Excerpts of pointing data
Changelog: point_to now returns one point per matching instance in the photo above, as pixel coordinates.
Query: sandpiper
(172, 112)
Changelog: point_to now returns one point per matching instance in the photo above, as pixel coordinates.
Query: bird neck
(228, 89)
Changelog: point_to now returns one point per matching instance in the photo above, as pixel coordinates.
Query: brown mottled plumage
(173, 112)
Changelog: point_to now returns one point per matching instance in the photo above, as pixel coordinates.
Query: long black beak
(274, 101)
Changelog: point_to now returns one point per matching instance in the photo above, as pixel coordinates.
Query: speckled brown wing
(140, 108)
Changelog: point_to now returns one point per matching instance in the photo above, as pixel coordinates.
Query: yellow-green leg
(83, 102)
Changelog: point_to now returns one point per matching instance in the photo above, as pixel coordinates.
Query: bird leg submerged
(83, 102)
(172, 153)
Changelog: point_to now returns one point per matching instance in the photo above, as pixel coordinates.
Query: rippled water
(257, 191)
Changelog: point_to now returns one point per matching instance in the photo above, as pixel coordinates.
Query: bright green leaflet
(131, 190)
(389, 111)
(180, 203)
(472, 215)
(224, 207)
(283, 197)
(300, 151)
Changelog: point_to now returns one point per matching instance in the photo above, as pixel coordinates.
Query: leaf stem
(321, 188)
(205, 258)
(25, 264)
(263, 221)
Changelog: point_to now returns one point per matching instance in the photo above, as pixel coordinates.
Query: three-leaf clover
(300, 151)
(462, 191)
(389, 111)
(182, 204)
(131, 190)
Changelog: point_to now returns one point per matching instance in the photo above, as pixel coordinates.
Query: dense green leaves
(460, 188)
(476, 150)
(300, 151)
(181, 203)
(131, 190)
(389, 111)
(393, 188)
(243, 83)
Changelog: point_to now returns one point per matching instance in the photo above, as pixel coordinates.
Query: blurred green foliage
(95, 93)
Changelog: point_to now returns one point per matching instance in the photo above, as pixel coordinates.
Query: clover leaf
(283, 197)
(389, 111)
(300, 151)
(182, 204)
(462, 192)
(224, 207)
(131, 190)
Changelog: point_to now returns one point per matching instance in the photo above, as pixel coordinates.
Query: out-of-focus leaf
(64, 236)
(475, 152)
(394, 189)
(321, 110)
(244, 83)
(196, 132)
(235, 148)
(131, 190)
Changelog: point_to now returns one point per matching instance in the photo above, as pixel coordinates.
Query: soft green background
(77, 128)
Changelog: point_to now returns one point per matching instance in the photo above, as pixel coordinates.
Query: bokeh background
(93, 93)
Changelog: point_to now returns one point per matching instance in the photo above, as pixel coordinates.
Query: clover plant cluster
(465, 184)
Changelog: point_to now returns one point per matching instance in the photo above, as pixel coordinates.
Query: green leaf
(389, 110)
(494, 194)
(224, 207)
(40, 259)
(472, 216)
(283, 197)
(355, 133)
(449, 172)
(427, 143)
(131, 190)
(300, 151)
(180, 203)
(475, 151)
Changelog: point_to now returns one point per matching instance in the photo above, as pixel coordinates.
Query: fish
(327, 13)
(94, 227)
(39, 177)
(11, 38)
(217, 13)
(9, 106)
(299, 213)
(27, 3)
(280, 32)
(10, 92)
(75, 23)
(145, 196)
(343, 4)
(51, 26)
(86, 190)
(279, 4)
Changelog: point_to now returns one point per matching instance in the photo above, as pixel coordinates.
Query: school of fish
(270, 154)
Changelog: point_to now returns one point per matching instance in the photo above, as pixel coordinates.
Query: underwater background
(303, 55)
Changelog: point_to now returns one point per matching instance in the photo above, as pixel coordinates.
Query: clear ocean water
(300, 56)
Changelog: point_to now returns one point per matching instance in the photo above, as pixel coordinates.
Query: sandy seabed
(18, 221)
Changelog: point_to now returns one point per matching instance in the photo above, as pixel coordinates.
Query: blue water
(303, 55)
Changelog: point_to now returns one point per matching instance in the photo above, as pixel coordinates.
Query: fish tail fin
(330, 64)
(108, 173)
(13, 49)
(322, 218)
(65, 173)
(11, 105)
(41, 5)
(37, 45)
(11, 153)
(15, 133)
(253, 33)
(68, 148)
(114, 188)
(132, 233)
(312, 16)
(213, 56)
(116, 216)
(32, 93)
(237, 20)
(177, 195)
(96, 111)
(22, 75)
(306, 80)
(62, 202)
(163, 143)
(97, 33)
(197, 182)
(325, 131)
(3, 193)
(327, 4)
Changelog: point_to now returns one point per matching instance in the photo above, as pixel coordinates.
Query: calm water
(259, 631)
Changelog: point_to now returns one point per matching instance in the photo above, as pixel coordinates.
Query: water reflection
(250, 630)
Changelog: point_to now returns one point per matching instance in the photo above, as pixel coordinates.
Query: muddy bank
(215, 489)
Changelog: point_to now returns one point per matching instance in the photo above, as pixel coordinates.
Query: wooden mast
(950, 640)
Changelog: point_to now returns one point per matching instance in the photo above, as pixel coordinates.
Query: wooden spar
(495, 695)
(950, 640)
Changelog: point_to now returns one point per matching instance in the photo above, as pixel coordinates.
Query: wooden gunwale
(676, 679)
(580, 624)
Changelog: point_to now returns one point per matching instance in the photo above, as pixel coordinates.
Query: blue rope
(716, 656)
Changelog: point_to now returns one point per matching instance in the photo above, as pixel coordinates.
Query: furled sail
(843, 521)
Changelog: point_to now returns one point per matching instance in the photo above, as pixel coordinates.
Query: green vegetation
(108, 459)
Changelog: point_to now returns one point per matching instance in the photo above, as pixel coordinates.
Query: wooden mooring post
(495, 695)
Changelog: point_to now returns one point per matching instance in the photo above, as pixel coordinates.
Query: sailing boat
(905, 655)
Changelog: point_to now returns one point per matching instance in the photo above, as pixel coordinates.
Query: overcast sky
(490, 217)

## [The exercise]
Retype all the records, matching them exactly.

## [Response]
Changelog: point_to now returns one point per matching instance in the photo above, as pixel coordinates.
Query: sandpiper
(172, 112)
Changelog: point_to now returns one point per matching instance in the photo above, as pixel coordinates.
Query: bird neck
(228, 89)
Changelog: point_to now returns one point per matching instance in the photo above, as pixel coordinates.
Query: brown mottled plumage
(173, 112)
Changelog: point_to now returns one point per matching instance in the photo above, as pixel coordinates.
Query: long black beak
(274, 101)
Changelog: point_to now returns one point per matching instance in the photo above, as pixel coordinates.
Query: speckled brown wing
(140, 108)
Changelog: point_to now returns one point per matching instance in the photo above, as pixel coordinates.
Query: yellow-green leg
(83, 102)
Changelog: point_to now returns one point per matching instance in the photo above, as pixel coordinates.
Query: bird leg submerged
(83, 102)
(172, 153)
Changelog: point_to now returns one point per matching instance in the photo above, as pixel coordinates.
Query: rippled water
(257, 191)
Changelog: point_to now returns one point per matching instance in the photo above, as pixel coordinates.
Query: bright green leaflet
(131, 190)
(389, 111)
(180, 203)
(472, 215)
(224, 207)
(283, 197)
(300, 151)
Changelog: point_to now returns one point per matching instance in the photo above, as pixel coordinates.
Query: leaf stem
(321, 188)
(205, 258)
(25, 264)
(263, 221)
Changelog: point_to now returns one point per matching instance in the photo above, as pixel coordinates.
Query: three-leaf clover
(300, 151)
(462, 191)
(389, 111)
(182, 204)
(131, 190)
Changelog: point_to now returns one point per matching instance in the photo above, as pixel coordinates.
Query: dense green leaves
(460, 188)
(476, 150)
(300, 151)
(181, 203)
(131, 190)
(389, 111)
(393, 188)
(243, 83)
Changelog: point_to now returns one point per matching instance in the photo above, as pixel coordinates.
Query: blurred green foliage
(95, 93)
Changelog: point_to now returns one point per matching instance in the photo above, as pixel coordinates.
Query: clover leaf
(283, 197)
(389, 111)
(300, 151)
(182, 204)
(462, 192)
(224, 207)
(131, 190)
Changelog: point_to now returns one point per matching instance in the photo above, as pixel coordinates.
Query: out-of-focus leaf
(64, 236)
(475, 152)
(394, 189)
(321, 110)
(244, 83)
(196, 132)
(235, 148)
(131, 190)
Changelog: point_to now returns one point per matching instance in the photo above, as pixel coordinates.
Query: soft green background
(77, 128)
Changelog: point_to now returns one point per matching instance in the photo above, as pixel coordinates.
Query: bokeh background
(93, 93)
Changelog: point_to now returns one point per matching instance in the photo above, as pixel coordinates.
Query: clover plant cluster
(465, 184)
Changelog: point_to now returns one point per matching instance in the photo above, as pixel coordinates.
Query: green leaf
(389, 110)
(494, 194)
(224, 207)
(40, 259)
(472, 216)
(283, 197)
(355, 133)
(449, 172)
(427, 143)
(131, 190)
(300, 151)
(180, 203)
(475, 151)
Changelog: point_to now returns one point per matching instance in the photo above, as pixel coordinates.
Query: fish
(327, 13)
(94, 227)
(39, 177)
(11, 38)
(217, 13)
(9, 106)
(299, 213)
(27, 3)
(280, 32)
(10, 92)
(75, 23)
(145, 196)
(343, 4)
(51, 26)
(86, 190)
(279, 4)
Changelog: point_to now returns one point per matching instance in the photo above, as pixel coordinates.
Query: school of fish
(270, 154)
Changelog: point_to now returns one point per matching instance in the photo above, as pixel coordinates.
Query: underwater background
(303, 55)
Changelog: point_to now returns one point per matching instance in the photo above, as pixel coordinates.
Query: clear ocean water
(300, 56)
Changelog: point_to now returns one point per matching instance in the photo above, as pixel coordinates.
Query: sandy seabed
(18, 221)
Changelog: point_to now returns one point per matching instance in the photo above, as pixel coordinates.
Query: blue water
(303, 55)
Changelog: point_to now returns one point per matching instance in the photo above, as pixel coordinates.
Query: fish tail fin
(330, 64)
(108, 173)
(13, 49)
(322, 218)
(65, 173)
(11, 105)
(41, 5)
(37, 45)
(11, 153)
(15, 133)
(253, 33)
(68, 148)
(114, 188)
(132, 233)
(312, 16)
(213, 56)
(116, 216)
(32, 93)
(237, 20)
(177, 195)
(96, 111)
(22, 75)
(306, 80)
(62, 202)
(163, 143)
(97, 33)
(197, 182)
(325, 131)
(3, 193)
(327, 4)
Changelog: point_to now returns one point per matching instance in the photo above, as pixel coordinates.
Query: calm water
(259, 631)
Changelog: point_to now returns one point per matching instance in the photo above, as pixel coordinates.
Query: water reflection
(250, 630)
Changelog: point_to now returns one point per matching instance in the photo above, as pixel coordinates.
Query: muddy bank
(215, 489)
Changelog: point_to now returns one point per matching instance in the photo above, as pixel coordinates.
Query: wooden mast
(950, 640)
Changelog: point_to now returns one point per matching instance in the photo above, as pixel coordinates.
Query: wooden spar
(495, 695)
(950, 640)
Changelog: point_to now returns one point per matching instance in the photo above, as pixel coordinates.
Query: wooden gunwale
(676, 679)
(580, 624)
Changelog: point_to now returns one point per matching instance in the photo above, as pixel coordinates.
Query: blue rope
(716, 656)
Changelog: point_to now returns one point per matching instance in the photo above, as pixel coordinates.
Query: furled sail
(843, 521)
Changelog: point_to now returns one point per matching instance in the photo above, as pixel coordinates.
Query: green vegetation
(108, 459)
Changelog: point_to now returns one point per matching instance in the photo above, as pixel coordinates.
Query: wooden mooring post
(495, 695)
Changelog: point_to now returns one point per matching instance in the photo above, as pixel coordinates.
Query: sailing boat
(905, 655)
Changelog: point_to now returns one point per matching instance in the photo above, as pixel coordinates.
Query: overcast sky
(490, 217)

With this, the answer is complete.